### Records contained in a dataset
*****

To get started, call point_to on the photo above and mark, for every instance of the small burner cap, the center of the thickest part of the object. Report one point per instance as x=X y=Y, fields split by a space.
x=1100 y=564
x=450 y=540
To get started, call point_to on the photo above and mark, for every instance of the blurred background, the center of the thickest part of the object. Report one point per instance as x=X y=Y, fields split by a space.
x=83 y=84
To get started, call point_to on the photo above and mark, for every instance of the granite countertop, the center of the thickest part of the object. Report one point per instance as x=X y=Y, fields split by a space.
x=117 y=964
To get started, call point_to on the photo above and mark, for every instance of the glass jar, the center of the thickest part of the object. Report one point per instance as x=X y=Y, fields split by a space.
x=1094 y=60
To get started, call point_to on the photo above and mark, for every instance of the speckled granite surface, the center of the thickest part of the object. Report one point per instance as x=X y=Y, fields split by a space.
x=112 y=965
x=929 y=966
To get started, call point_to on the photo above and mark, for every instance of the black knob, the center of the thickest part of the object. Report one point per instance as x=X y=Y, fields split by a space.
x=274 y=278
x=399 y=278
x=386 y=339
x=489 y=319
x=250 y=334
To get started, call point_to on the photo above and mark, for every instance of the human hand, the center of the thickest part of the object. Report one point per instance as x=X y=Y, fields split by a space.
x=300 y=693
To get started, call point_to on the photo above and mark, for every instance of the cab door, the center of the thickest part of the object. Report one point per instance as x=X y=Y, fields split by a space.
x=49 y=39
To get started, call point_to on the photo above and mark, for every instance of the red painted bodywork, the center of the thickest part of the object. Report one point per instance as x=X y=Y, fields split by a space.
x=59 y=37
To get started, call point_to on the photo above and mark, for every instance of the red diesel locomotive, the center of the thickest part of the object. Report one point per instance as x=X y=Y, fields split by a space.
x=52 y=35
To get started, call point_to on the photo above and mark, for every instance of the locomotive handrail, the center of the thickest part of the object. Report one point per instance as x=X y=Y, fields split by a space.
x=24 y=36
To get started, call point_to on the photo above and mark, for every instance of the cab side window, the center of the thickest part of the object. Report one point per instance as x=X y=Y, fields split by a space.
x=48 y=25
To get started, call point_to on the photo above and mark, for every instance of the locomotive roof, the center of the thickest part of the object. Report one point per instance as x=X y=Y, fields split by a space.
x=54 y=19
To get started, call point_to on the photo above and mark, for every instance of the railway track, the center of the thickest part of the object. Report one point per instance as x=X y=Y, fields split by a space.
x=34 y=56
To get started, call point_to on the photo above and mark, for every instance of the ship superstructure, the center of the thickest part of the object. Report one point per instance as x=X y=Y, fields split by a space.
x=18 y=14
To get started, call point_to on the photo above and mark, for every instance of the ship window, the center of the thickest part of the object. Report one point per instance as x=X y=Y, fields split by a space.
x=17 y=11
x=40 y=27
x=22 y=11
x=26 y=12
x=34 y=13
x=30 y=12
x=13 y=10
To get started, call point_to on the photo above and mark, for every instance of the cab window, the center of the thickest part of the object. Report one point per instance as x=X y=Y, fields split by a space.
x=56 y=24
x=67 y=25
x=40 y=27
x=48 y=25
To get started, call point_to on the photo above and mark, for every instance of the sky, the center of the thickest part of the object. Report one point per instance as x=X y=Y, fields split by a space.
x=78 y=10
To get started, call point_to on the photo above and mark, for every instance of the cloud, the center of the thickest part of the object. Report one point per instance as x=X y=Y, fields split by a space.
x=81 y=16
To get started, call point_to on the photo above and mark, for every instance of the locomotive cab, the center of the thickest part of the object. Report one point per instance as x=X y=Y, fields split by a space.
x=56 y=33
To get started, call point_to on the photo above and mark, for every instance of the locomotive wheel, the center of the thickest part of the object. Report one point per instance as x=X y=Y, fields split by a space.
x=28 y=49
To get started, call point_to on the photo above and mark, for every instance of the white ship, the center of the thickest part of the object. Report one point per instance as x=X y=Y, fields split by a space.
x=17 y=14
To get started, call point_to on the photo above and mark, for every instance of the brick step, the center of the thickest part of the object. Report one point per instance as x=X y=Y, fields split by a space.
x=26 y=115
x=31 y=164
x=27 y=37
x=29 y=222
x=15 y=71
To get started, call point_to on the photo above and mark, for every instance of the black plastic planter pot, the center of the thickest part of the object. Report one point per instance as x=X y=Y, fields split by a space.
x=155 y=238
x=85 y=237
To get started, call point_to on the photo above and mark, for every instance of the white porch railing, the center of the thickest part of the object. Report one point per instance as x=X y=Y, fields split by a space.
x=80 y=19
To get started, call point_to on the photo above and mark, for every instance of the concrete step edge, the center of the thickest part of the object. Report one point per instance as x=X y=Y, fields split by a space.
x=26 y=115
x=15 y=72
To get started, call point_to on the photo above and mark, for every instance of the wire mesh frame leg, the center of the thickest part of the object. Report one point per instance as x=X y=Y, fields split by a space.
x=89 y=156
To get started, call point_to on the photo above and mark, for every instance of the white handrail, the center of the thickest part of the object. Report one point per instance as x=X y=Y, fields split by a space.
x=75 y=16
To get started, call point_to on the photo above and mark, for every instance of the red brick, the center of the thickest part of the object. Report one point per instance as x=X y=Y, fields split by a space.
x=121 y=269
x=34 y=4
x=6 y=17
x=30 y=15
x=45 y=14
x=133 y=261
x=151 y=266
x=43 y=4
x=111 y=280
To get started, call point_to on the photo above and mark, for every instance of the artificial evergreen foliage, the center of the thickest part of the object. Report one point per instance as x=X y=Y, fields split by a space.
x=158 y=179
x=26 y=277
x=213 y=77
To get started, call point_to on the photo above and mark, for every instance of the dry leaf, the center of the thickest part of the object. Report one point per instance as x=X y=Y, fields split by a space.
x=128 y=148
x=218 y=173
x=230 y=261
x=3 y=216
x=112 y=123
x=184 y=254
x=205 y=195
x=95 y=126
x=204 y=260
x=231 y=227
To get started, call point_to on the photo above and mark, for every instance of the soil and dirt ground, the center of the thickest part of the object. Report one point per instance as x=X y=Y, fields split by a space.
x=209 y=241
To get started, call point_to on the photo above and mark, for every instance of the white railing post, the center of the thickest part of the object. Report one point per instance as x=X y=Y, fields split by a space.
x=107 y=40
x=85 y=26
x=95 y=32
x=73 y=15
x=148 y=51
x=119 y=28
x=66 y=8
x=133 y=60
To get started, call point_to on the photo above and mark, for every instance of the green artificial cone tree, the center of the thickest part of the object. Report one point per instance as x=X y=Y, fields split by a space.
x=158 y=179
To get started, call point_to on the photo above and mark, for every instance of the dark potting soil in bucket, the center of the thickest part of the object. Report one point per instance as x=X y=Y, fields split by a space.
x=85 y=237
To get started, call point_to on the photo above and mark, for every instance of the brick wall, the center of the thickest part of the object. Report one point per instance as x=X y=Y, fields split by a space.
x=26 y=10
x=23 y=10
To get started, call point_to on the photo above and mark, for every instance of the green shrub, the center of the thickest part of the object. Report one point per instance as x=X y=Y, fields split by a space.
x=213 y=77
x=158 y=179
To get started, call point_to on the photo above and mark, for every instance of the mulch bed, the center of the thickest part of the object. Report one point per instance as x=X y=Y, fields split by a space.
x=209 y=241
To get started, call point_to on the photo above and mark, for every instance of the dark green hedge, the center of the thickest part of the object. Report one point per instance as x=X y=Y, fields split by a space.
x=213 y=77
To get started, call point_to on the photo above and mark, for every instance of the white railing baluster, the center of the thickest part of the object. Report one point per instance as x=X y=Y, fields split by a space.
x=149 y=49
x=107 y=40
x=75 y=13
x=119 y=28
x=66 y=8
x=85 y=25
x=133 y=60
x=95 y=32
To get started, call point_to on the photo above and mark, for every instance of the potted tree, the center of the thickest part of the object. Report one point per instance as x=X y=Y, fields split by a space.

*****

### Your instructions
Copy out the data shown above in full. Match it exactly.

### Finished exercise
To get started, call point_to on the photo above and mark, for every instance of the small burner cap, the center of the thickest part of the object. Report one point per instance as x=X y=Y, fields split by a space.
x=1100 y=564
x=450 y=540
To get started, call point_to on the photo above and mark, for every instance of the blurred background, the center of the thickest part of the object. Report one point per instance as x=X y=Y, fields split by a space.
x=83 y=84
To get started, call point_to on the photo above and mark, for every instance of the granite countertop, the center of the thickest part of the object. Report one point per instance as x=X y=Y, fields split by a space.
x=117 y=964
To get started, call point_to on the photo above and mark, for every instance of the glass jar, the center of the thickest part of the object. Report one point per instance as x=X y=Y, fields split by a space.
x=1094 y=60
To get started, call point_to on the photo above and mark, for every instance of the speckled granite surface, the center of the thickest part of the object. Report one point per instance as x=X y=Y, fields split by a space.
x=112 y=965
x=929 y=966
To get started, call point_to on the photo above and mark, for every instance of the black knob, the center of the thickest part of the object. Report one point per instance as x=X y=Y, fields split by a space.
x=274 y=278
x=399 y=278
x=386 y=339
x=489 y=319
x=250 y=334
To get started, call point_to on the photo above and mark, for every instance of the human hand, the center of the thickest part of the object. Report one point per instance as x=X y=Y, fields split by a space.
x=300 y=693
To get started, call point_to on the photo above and mark, for every instance of the cab door, the center of the thickest part of the object. Report one point per instance as x=X y=Y, fields split by a space.
x=49 y=39
To get started, call point_to on the photo above and mark, for every instance of the red painted bodywork, the center of the thickest part of the object. Report one point per instance as x=X y=Y, fields split by a space.
x=59 y=37
To get started, call point_to on the photo above and mark, for every instance of the red diesel locomotive, the center of the thickest part of the object. Report one point per instance as x=X y=Y, fields split by a space.
x=52 y=35
To get started, call point_to on the photo above and mark, for every instance of the locomotive handrail, the center of the thickest part of the object. Report one point per instance as x=X y=Y, fields split by a space.
x=24 y=36
To get started, call point_to on the photo above and mark, for every instance of the cab side window, the center of the thickest part of the object. Report one point per instance as x=X y=Y, fields split by a space.
x=48 y=25
To get started, call point_to on the photo above and mark, for every instance of the locomotive roof, the center of the thickest part of the object. Report one point per instance as x=X y=Y, fields split by a space.
x=54 y=19
To get started, call point_to on the photo above and mark, for every instance of the railway track, the center of the thickest part of the object. Report one point per instance as x=X y=Y, fields split by a space.
x=34 y=56
To get started, call point_to on the photo above and mark, for every instance of the ship superstructure, the center of the thickest part of the object. Report one point per instance as x=X y=Y, fields split by a space.
x=18 y=14
To get started, call point_to on the photo above and mark, for every instance of the ship window, the center of the thickest part of the object. Report one point per instance as x=X y=Y, fields split by a space.
x=17 y=11
x=40 y=27
x=22 y=11
x=26 y=12
x=34 y=13
x=30 y=12
x=13 y=10
To get started, call point_to on the photo above and mark, for every instance of the cab window, the center of the thickest part of the object. Report one point per instance as x=X y=Y, fields split by a space.
x=56 y=24
x=67 y=25
x=40 y=27
x=48 y=25
To get started, call point_to on the photo above and mark, for every instance of the sky, the center of the thickest part of the object. Report one point per instance as x=X y=Y, fields split by a space.
x=78 y=10
To get started, call point_to on the photo above and mark, for every instance of the cloud, the center of the thickest part of the object. Report one point per instance as x=X y=Y, fields split by a space.
x=81 y=16
To get started, call point_to on the photo above and mark, for every instance of the locomotive cab, the center of the thickest part of the object. Report one point per instance as x=X y=Y, fields split by a space.
x=56 y=33
To get started, call point_to on the photo above and mark, for every instance of the locomotive wheel, the center of the thickest part of the object. Report one point per instance as x=X y=Y, fields split by a space.
x=28 y=49
To get started, call point_to on the photo above and mark, for every instance of the white ship, the center of the thickest part of the object. Report one point per instance as x=X y=Y, fields split by a space.
x=17 y=14
To get started, call point_to on the photo above and mark, for every instance of the brick step, the center of the thickest part of the object. Report one point per instance as x=X y=Y, fields split by a space.
x=26 y=115
x=31 y=164
x=27 y=37
x=29 y=222
x=15 y=71
To get started, call point_to on the photo above and mark, for every instance of the black plastic planter pot, the center of the thickest part of the object. Report one point per instance as x=X y=Y, fields split by a space.
x=155 y=238
x=85 y=237
To get started, call point_to on the photo above and mark, for every instance of the white porch railing, the center of the thickest part of the object. Report one point per instance as x=X y=Y, fields split by a space.
x=80 y=19
To get started, call point_to on the photo above and mark, for every instance of the concrete step edge, the center of the thickest part of the object. Report one point per instance as x=X y=Y, fields split by a space.
x=26 y=115
x=15 y=72
To get started, call point_to on the photo above and mark, for every instance of the wire mesh frame leg, the center of the thickest part of the object. Report one point per instance as x=X y=Y, fields split by a space.
x=89 y=156
To get started, call point_to on the photo above and mark, for every instance of the white handrail, the center of the thickest part of the object. Report one point per instance as x=X y=Y, fields split by a space.
x=75 y=16
To get started, call point_to on the photo above and mark, for every instance of the red brick, the center of the thickest part of the object. Report one point per instance as x=X y=Y, fields split by a space.
x=121 y=269
x=34 y=4
x=6 y=17
x=30 y=15
x=45 y=14
x=133 y=261
x=151 y=266
x=43 y=4
x=111 y=280
To get started, call point_to on the photo above and mark, for every instance of the artificial evergreen foliage, the center of the thickest part of the object. Report one point per instance as x=X y=Y, fields split by a space.
x=158 y=179
x=26 y=277
x=213 y=77
To get started, call point_to on the photo above and mark, for every instance of the dry leaf, the center of the thickest part of the object. Report one point per instance as x=X y=Y, fields split by a space.
x=128 y=148
x=218 y=173
x=230 y=261
x=3 y=216
x=112 y=123
x=184 y=254
x=205 y=195
x=95 y=126
x=204 y=260
x=231 y=227
To get started, call point_to on the photo above and mark, for every instance of the soil and dirt ground, the center of the thickest part of the object. Report one point per instance as x=X y=Y, fields split by a space.
x=209 y=241
To get started, call point_to on the photo above and mark, for every instance of the white railing post, the center of the thickest part of the object. Report one point per instance as x=X y=Y, fields split by a space.
x=107 y=40
x=85 y=26
x=95 y=32
x=73 y=15
x=148 y=51
x=119 y=28
x=66 y=8
x=133 y=60
To get started, call point_to on the photo above and mark, for every instance of the green artificial cone tree, the center of the thickest part of the object. Report one point per instance as x=X y=Y, fields split by a space.
x=158 y=179
To get started, call point_to on the photo above and mark, for every instance of the dark potting soil in bucket, the center of the thickest part of the object. Report one point per instance as x=X y=Y, fields split by a space.
x=85 y=237
To get started, call point_to on the photo above and mark, for every instance of the brick wall, the center of the thickest part of the object. Report one point per instance as x=X y=Y, fields split by a space.
x=26 y=10
x=23 y=10
To get started, call point_to on the photo above and mark, for every instance of the green shrub, the center of the thickest part of the object. Report one point per instance as x=X y=Y, fields split by a space.
x=213 y=77
x=158 y=179
To get started, call point_to on the photo above and mark, for every instance of the mulch bed, the center of the thickest part of the object. Report one point per instance as x=X y=Y, fields split by a space.
x=209 y=241
To get started, call point_to on the photo above and mark, for every instance of the dark green hedge, the center of the thickest part of the object. Report one point per instance as x=X y=Y, fields split by a space.
x=213 y=77
To get started, call point_to on the photo above and mark, for every instance of the white railing baluster, the center of the thickest part of the object. Report one point per instance as x=X y=Y, fields split by a space.
x=149 y=49
x=107 y=40
x=75 y=13
x=119 y=28
x=66 y=8
x=85 y=25
x=133 y=60
x=95 y=32
To get started, call point_to on the photo above and mark, for every instance of the potted tree, the center of the thickest part of the object. Report one point per instance as x=X y=Y, fields split by a space.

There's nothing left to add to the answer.